**Selected excerpt:**
I am not sure that this can be fixed. The way to fix it is to send the ECHO_REQUEST packet and then wait for the reply, all within the same process. But you can probably see how this would cause problems on large networks. Packets get lost, retries have to be attempted, etc. We would have to write pretty much the whole ICMP management piece in C and then loosely tie it back to Java, instead of doing most of it in Java and using a bare minimum of C. Think this is trivial? Check out all of the O/S specific code in IcmpSocket.c and you’ll see what I am talking about.

Anyway, native ICMP support is not even an option until Java 1.5 (maybe). So I think for now I may remove ICMP response times from the default OpenNMS install. They can still be useful as a number that goes down when things are good and up when things are bad, but since it really isn’t measureing temperature, we shouldn’t call it a thermometer.

Thread Safe RRD

We solved an interesting problem today. A client was running OpenNMS in a fairly large environment (8000+ interfaces). It was running smoothly up until about a month ago, then it would die about every 5-7 days.

The only logs of interest were in collectd.log. There would be some “too many open files” errors, followed by a Java “OutOfMemory” error, and then the system would die.

It turns out there was a bad .rrd file (the client had been doing some dump and restore work on the .rrd repository). Since RRD is in C, we use an interface in Java to communicate with it, and apparently it was not returning the proper error message.

Time to implement the new thread safe RRD commands. (grin)

**Stored data:**
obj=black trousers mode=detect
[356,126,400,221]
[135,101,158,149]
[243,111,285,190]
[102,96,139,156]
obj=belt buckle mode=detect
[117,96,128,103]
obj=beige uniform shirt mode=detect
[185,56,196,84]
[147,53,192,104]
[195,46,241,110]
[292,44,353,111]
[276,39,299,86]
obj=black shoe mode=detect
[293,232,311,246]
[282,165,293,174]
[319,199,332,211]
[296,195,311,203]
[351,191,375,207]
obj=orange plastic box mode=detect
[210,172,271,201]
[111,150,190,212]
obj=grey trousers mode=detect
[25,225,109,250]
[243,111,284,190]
--
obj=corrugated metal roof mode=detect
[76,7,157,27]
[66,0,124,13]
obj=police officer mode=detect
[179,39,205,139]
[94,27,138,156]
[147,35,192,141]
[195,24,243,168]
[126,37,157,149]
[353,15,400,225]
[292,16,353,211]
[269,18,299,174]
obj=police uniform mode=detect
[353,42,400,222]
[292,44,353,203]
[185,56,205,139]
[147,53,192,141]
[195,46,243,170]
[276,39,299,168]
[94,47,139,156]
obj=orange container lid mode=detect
--
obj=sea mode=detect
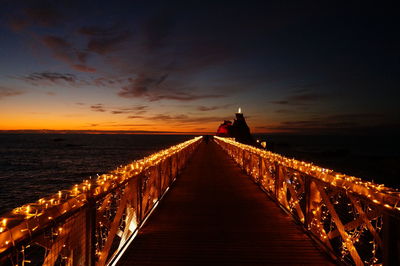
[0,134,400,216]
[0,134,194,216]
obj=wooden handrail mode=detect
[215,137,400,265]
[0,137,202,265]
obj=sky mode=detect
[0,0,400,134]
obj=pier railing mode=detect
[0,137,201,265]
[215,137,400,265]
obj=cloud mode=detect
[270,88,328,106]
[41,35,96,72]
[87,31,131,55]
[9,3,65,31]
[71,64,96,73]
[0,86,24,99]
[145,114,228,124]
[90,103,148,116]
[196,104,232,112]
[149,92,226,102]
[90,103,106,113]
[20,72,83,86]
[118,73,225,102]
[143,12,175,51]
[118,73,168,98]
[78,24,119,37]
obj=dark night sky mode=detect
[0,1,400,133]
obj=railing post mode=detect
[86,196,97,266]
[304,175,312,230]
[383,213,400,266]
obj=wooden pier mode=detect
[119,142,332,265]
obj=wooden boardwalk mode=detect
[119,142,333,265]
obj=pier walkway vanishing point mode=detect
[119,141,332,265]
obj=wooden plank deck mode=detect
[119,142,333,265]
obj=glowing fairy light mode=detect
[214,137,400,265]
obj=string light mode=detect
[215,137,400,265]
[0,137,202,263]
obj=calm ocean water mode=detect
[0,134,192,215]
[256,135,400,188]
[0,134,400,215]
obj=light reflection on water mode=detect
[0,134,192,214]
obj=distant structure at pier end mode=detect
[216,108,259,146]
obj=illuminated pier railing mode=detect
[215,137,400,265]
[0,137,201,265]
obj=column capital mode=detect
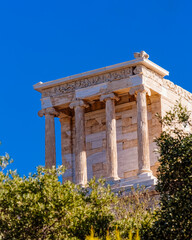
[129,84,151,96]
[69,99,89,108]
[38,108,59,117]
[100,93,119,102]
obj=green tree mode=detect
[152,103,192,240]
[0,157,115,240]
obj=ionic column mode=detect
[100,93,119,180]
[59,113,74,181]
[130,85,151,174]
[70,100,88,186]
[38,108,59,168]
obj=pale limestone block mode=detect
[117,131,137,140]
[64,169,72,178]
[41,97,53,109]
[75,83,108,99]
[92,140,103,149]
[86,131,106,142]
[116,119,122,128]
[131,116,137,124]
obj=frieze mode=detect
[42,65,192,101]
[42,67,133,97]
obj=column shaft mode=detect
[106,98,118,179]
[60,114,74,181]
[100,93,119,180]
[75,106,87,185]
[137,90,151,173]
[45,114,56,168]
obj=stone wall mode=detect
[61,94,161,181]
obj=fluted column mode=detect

**Task goal:**
Sum up the OpenNMS excerpt in two sentences. The data has no connection to the text.

**Solved exercise:**
Fixing ICMP response times would require sending the ECHO_REQUEST packet and waiting for the reply in the same process, which would mean writing nearly all of the ICMP handling in C, so the author may remove ICMP response times from the default OpenNMS install. Separately, a client's large OpenNMS installation began dying about every 5-7 days because of a bad .rrd file whose error the Java interface to RRD apparently did not report properly, and the author decides it is time to implement the new thread safe RRD commands.